Do this - Copy out the listing below from the line containing "car in the photo above." through the end of the listing, keeping every line unchanged.

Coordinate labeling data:
:::
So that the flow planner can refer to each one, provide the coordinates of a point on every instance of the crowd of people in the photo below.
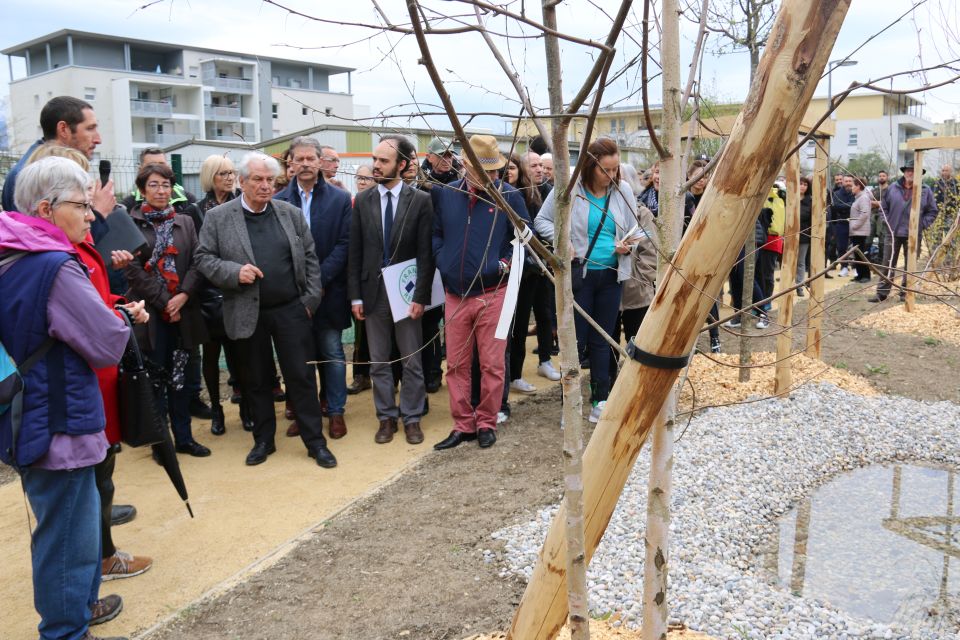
(277, 259)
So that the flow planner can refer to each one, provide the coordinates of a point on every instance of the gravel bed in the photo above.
(736, 471)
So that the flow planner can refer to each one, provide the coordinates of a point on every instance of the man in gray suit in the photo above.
(392, 224)
(259, 252)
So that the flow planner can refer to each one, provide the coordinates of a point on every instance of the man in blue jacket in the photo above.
(327, 212)
(895, 205)
(471, 243)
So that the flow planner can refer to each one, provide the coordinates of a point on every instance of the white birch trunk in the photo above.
(801, 40)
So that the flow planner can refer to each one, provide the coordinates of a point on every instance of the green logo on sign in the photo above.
(408, 282)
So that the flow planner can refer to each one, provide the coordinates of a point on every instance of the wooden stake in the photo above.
(793, 61)
(818, 252)
(656, 570)
(788, 271)
(914, 238)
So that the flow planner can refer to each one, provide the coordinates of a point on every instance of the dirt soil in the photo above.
(408, 561)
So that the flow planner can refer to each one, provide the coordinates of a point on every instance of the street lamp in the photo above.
(833, 64)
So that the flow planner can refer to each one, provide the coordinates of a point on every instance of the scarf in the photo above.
(650, 198)
(163, 263)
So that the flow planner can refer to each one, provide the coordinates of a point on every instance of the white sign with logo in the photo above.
(400, 280)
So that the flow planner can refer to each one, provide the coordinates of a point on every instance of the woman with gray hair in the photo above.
(57, 328)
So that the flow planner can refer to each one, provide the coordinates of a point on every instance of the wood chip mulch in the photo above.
(602, 630)
(930, 320)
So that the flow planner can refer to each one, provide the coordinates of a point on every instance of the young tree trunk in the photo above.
(913, 240)
(796, 54)
(572, 416)
(746, 299)
(656, 567)
(791, 243)
(818, 254)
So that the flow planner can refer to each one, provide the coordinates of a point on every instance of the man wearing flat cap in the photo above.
(896, 209)
(440, 167)
(471, 243)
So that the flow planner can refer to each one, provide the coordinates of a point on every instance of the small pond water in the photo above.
(881, 543)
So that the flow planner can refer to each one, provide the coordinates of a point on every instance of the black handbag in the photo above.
(140, 423)
(211, 308)
(578, 266)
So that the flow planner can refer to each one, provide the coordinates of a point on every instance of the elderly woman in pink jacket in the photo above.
(860, 226)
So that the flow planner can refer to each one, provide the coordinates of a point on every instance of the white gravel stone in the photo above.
(736, 471)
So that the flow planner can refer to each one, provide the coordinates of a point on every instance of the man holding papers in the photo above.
(391, 224)
(472, 243)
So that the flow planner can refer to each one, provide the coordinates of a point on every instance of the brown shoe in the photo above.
(385, 433)
(413, 432)
(105, 609)
(360, 383)
(124, 565)
(338, 428)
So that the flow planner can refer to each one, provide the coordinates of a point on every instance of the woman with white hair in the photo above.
(57, 328)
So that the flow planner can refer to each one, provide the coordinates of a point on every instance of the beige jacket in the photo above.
(638, 289)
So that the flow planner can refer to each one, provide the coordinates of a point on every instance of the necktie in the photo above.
(387, 226)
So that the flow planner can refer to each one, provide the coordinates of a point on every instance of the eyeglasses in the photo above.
(83, 205)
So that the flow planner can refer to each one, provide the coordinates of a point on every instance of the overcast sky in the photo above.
(472, 77)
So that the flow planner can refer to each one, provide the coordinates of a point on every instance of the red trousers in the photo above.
(470, 321)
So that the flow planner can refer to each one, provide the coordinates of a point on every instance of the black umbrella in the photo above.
(166, 456)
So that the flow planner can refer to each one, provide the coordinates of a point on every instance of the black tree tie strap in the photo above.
(653, 360)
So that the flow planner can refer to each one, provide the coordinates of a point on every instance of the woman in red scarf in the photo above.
(164, 277)
(115, 563)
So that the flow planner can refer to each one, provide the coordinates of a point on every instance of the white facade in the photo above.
(153, 94)
(887, 136)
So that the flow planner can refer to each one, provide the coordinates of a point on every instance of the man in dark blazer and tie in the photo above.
(326, 210)
(391, 224)
(260, 253)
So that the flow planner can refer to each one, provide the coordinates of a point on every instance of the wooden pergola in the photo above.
(919, 146)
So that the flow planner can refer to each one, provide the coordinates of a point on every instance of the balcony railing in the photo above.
(150, 108)
(167, 139)
(232, 85)
(214, 112)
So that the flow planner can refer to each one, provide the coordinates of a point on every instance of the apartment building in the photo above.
(155, 94)
(875, 122)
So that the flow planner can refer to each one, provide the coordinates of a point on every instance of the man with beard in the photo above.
(326, 210)
(391, 224)
(896, 211)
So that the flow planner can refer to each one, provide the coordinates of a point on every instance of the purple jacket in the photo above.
(77, 317)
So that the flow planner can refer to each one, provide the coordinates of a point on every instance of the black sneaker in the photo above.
(199, 409)
(105, 609)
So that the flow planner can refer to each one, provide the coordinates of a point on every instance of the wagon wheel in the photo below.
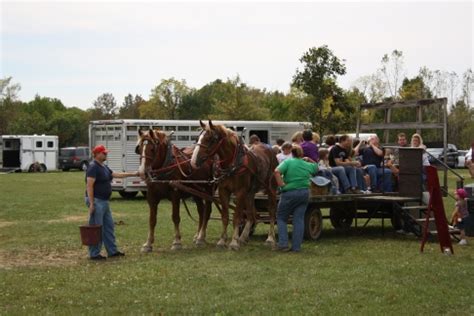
(313, 223)
(128, 195)
(341, 216)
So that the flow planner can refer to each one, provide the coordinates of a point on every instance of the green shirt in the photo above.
(296, 173)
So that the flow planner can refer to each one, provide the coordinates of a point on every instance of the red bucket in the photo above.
(90, 234)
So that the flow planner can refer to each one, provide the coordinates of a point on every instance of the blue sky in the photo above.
(76, 51)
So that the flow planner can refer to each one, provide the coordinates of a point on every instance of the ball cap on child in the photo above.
(462, 193)
(100, 149)
(320, 181)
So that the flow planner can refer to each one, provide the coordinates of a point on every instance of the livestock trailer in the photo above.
(29, 152)
(121, 136)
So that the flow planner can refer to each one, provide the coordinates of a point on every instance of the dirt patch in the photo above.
(42, 258)
(68, 219)
(5, 224)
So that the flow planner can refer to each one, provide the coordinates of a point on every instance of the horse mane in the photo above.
(222, 130)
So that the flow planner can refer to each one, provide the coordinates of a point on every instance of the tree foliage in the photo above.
(318, 79)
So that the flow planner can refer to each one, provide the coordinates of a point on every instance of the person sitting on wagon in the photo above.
(285, 152)
(343, 167)
(372, 160)
(310, 149)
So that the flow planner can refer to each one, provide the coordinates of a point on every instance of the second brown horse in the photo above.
(243, 172)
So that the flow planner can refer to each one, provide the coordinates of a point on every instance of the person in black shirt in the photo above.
(342, 166)
(98, 192)
(372, 161)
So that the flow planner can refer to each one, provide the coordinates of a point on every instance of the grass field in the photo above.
(44, 269)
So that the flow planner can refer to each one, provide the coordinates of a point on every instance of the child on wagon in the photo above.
(460, 214)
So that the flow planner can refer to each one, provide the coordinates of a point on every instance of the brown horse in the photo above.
(243, 172)
(160, 160)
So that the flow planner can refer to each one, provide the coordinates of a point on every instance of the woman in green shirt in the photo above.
(293, 177)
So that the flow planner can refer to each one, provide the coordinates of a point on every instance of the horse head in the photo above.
(209, 143)
(151, 147)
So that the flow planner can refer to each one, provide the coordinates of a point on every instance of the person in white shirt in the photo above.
(285, 152)
(468, 162)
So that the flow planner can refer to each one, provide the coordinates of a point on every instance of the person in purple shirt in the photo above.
(310, 149)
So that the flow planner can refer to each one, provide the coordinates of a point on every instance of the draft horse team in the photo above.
(220, 161)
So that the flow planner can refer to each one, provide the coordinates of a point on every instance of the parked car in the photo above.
(438, 153)
(462, 158)
(74, 158)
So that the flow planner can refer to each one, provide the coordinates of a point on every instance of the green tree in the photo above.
(461, 125)
(130, 107)
(234, 100)
(168, 96)
(10, 106)
(318, 79)
(105, 107)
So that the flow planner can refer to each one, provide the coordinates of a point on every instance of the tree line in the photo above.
(314, 96)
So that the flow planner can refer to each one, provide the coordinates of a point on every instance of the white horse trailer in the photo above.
:::
Answer below -
So that the flow planner can refer to each one, provide the coordinates of a point on every instance of the parked car in the photo above.
(438, 153)
(462, 158)
(74, 158)
So that the flow planner can refer to each one, provide the coordinates of a point on every instance of the green tree in the photo above.
(461, 125)
(130, 107)
(234, 100)
(168, 96)
(10, 106)
(318, 79)
(105, 107)
So that the flow planner can refer to each one, provide the coordinates of a point on every instance of the tree line in the photo above.
(314, 96)
So that the flow planner can refer to each one, provide the coordinates of a point on every instance of the white horse trailer in the photo above.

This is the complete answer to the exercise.